> **EXCERPTED DATA**

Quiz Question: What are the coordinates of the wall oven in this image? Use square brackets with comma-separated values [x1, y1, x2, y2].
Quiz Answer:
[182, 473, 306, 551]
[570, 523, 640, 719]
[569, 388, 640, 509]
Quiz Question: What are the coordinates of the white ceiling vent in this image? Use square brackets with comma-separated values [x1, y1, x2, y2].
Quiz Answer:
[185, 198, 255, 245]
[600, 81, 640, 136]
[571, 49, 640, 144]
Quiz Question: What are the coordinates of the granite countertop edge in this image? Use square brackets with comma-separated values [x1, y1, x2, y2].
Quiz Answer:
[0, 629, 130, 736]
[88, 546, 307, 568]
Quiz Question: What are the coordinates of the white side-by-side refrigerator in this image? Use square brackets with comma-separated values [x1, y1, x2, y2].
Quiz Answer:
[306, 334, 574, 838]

> **TASK DIRECTIONS**
Word-for-word copies of all the records are required.

> **EXERCISE RESPONSE**
Quiz Question: What are the coordinates of the wall oven in this image? Use square brackets with comma-separated values [x1, y1, x2, y2].
Quiz Answer:
[182, 473, 306, 551]
[570, 523, 640, 719]
[569, 388, 640, 509]
Quiz Question: What are the coordinates of the white ceiling vent in this image? Use square brackets with comma-separated values [x1, y1, x2, y2].
Quiz Answer:
[185, 198, 255, 245]
[600, 81, 640, 136]
[571, 49, 640, 144]
Quiz Question: What are the coordinates of the granite countertop edge in this image? Use square brackets with comma-separated values [x1, y1, x2, y2].
Quiz Answer:
[0, 629, 130, 736]
[88, 546, 307, 568]
Quiz Question: What are the coordinates of the white side-by-side refrigerator in this image? Use square brackets with comma-separated values [x1, y1, x2, y2].
Quiz Answer:
[306, 334, 574, 838]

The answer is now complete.